--- start of THE DATA ---
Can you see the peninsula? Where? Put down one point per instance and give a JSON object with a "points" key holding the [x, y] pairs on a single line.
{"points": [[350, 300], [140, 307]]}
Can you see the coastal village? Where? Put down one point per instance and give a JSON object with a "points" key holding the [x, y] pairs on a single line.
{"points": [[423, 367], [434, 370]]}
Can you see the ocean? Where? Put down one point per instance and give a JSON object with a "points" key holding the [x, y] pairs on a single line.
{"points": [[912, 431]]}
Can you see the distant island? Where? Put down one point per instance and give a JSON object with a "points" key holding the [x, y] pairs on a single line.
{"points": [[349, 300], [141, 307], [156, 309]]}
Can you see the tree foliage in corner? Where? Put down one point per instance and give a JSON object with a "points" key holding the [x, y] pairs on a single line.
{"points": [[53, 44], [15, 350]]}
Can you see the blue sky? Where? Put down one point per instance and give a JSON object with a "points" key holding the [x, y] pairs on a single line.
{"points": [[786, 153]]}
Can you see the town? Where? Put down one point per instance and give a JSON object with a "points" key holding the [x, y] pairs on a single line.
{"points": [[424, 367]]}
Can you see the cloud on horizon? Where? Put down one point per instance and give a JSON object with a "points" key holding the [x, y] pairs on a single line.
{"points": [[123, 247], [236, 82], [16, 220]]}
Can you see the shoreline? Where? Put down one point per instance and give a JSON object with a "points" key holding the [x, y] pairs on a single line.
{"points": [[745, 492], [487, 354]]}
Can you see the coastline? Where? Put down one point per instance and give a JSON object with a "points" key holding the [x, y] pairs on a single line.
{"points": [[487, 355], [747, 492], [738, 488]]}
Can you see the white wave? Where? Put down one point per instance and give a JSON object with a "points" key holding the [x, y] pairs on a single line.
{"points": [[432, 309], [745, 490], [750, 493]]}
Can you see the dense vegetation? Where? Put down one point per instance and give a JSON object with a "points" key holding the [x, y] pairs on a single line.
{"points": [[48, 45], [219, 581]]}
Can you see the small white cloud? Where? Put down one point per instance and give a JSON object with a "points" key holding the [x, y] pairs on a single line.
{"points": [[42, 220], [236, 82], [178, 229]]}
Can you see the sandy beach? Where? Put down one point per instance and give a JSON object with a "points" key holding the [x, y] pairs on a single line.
--- end of THE DATA ---
EXERCISE BRIEF. Reproduce the data above verbatim, line for line, without altering any character.

OUTPUT OF THE EXERCISE.
Can you see the peninsula? Where? Put down one point per instance and give a JSON object with a "points" key holding the [x, y] pairs on a single line.
{"points": [[350, 300], [140, 307]]}
Can you see the coastal village? Where? Put down one point per instance and give a JSON object with a "points" key holding the [x, y] pairs on a single line.
{"points": [[423, 367], [434, 370]]}
Can you see the ocean? Where? Put down one point per instance and give a JSON object with a "points" key holding the [x, y] pairs on a single line.
{"points": [[912, 431]]}
Can you see the distant island? Where? Put down one point per instance and give a JSON object with a "points" key holding the [x, y] pairs on a single line.
{"points": [[349, 300], [141, 307], [156, 309]]}
Can you see the tree foliage in corner? Where? Put down one point per instance and give a JSON object with a "points" key holding the [x, y] pairs on a single line.
{"points": [[53, 44], [15, 350]]}
Can you see the blue sky? Where? Put down one point per instance and give a JSON object with a "points" key holding the [x, y] pairs on a single line.
{"points": [[786, 153]]}
Can you see the town? Where? Put down one point per instance and give a JSON object with a "points" key holding the [x, y] pairs on a single line.
{"points": [[424, 367]]}
Can you see the cloud on horizon? Where? Put down one point per instance and give a JSON object with a "points" key holding the [x, y] pairs on a single line.
{"points": [[123, 247], [236, 82], [16, 220]]}
Can you see the shoreline? Where? Put down one point per instance and give a JSON object with a "points" key holding the [x, y] pairs on a single line.
{"points": [[745, 492], [487, 354]]}
Can you see the coastline? Where? Put down one point per instance and give a JSON object with a "points" key holding the [x, y] pairs on a single line.
{"points": [[487, 355], [747, 492], [738, 488]]}
Can you see the white wave? Where? Put down one point per instance and give a JSON object with a "points" key holding the [x, y] pairs on a single line.
{"points": [[432, 309], [745, 490], [750, 493]]}
Can you see the dense vegetation? Where? Put down one point per instance and give a JSON object with a "points" key holding the [x, y] pairs on a single line.
{"points": [[48, 45], [219, 581]]}
Can you see the small white cloud? Where? Put down one point per instance and give a JSON object with a "points" key holding the [x, y] pairs on a single line.
{"points": [[42, 220], [236, 82], [178, 229]]}
Can you see the sandy beach? Where? Put down one point per instance and give a JSON object with a "points" key holding the [x, y] pairs on a single line.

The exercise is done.